Find each line in the listing below that contains the word "white" and copy those lines out. Case matters.

Extracted records:

------------------------------

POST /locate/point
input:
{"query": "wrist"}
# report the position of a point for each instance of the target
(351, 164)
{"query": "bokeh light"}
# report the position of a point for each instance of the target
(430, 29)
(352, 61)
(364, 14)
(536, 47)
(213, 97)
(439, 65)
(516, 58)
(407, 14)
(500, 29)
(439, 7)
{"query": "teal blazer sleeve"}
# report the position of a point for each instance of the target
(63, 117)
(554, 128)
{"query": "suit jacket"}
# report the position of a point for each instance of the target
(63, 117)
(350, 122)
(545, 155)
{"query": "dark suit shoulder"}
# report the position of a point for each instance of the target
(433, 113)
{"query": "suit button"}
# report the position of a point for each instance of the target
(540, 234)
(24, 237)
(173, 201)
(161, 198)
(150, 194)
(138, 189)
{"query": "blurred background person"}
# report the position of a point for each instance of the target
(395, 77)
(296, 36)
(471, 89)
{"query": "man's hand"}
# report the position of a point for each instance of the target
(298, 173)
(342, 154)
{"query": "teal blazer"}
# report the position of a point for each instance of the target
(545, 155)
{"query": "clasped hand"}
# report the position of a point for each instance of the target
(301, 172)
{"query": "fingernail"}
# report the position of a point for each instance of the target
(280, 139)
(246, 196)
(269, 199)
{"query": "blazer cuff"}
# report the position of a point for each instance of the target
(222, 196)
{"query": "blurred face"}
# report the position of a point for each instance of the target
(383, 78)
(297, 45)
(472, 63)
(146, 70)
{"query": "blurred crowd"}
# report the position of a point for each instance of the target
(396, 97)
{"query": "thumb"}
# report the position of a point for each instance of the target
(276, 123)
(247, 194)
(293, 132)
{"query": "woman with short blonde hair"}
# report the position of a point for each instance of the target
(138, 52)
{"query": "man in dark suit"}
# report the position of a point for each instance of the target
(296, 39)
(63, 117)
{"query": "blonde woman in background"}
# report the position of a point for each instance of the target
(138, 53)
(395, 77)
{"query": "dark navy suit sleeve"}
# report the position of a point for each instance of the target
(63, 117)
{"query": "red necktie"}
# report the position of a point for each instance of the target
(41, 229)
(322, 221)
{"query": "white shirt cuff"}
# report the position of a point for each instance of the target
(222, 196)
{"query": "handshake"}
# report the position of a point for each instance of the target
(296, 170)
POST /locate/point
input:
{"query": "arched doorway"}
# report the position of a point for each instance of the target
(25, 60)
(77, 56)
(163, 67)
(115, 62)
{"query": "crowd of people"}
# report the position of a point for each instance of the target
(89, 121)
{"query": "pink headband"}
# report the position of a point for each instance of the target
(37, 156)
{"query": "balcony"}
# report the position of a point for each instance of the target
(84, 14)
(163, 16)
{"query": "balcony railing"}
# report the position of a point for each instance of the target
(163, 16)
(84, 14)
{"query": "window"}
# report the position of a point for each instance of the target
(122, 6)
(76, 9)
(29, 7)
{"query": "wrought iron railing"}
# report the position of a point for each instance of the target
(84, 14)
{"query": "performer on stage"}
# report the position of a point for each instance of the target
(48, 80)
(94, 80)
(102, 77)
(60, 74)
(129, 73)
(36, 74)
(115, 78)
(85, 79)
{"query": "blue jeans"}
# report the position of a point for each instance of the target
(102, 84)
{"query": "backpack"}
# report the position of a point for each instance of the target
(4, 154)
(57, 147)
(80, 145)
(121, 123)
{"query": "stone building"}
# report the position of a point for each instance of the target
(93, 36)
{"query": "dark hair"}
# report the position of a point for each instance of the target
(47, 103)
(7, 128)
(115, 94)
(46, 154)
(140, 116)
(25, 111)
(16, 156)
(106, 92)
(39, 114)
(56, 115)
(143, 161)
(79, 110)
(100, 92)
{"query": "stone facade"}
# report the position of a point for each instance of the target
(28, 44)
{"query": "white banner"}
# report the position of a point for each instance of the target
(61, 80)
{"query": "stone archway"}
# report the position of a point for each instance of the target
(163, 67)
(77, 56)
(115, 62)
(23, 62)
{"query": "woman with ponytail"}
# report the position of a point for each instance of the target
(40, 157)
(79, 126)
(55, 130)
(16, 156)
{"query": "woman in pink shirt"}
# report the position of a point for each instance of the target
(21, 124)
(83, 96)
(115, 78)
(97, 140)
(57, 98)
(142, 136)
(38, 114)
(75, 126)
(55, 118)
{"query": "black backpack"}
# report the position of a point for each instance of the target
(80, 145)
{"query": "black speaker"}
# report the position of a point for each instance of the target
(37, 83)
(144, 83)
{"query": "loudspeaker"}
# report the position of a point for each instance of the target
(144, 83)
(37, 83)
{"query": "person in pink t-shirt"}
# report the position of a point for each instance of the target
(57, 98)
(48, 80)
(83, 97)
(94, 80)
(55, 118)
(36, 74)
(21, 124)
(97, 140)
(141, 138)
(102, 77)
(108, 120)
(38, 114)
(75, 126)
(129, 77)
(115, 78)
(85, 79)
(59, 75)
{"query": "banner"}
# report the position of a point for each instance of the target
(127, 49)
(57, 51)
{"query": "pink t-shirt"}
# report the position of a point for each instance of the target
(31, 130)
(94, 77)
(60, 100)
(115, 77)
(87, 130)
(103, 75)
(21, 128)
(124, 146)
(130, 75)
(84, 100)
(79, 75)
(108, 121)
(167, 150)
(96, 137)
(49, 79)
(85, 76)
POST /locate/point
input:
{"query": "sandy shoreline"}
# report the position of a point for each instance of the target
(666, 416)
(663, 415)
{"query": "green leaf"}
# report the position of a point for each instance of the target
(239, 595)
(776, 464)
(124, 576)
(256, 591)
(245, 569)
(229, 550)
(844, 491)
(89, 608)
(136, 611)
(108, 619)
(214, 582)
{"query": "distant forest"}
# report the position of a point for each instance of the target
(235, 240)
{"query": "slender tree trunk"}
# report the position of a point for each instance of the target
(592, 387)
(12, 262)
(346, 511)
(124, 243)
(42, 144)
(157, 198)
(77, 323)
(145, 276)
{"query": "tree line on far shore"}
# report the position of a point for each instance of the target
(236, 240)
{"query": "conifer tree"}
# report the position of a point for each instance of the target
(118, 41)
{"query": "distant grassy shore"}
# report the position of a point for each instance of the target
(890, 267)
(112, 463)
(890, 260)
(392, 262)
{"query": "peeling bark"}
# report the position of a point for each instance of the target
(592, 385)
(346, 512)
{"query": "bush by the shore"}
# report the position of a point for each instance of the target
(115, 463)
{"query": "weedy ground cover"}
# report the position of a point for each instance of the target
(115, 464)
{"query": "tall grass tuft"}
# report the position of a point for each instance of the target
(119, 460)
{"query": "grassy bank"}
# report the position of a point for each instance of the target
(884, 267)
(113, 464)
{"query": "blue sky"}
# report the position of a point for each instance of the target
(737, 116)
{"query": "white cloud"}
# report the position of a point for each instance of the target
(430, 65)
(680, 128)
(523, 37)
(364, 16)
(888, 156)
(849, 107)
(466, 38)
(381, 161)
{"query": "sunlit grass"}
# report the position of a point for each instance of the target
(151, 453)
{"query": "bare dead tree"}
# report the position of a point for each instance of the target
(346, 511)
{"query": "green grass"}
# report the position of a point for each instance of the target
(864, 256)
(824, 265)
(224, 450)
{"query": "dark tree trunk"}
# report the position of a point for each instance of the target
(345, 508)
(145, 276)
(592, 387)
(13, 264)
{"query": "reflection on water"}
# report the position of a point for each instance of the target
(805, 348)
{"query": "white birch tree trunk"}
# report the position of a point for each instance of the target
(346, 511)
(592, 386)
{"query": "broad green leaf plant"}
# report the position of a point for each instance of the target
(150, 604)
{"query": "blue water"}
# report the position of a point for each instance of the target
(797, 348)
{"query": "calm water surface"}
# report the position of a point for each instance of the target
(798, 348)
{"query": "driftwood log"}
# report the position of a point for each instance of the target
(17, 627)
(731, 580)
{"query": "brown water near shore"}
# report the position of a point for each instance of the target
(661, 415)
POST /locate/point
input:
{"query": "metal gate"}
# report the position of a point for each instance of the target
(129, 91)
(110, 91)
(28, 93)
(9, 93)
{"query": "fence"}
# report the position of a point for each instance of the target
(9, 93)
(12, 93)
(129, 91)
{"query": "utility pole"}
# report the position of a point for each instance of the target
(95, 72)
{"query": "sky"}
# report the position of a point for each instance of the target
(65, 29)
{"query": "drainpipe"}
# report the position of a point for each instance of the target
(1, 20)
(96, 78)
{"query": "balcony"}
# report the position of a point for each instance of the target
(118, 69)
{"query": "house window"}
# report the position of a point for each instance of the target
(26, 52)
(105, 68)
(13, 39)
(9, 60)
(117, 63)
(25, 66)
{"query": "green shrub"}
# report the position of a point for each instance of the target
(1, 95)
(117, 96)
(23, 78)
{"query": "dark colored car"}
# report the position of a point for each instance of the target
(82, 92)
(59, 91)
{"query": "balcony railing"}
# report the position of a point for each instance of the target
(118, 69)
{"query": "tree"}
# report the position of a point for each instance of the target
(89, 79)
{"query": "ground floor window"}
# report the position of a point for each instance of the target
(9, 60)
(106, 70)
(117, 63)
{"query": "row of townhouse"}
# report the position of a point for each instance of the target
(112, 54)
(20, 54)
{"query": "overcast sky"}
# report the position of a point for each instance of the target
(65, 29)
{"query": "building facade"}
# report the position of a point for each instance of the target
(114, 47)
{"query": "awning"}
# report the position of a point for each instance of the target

------------------------------

### Written solution
{"query": "white shirt cuff"}
{"query": "white banner"}
{"query": "white cloud"}
{"query": "white birch tree trunk"}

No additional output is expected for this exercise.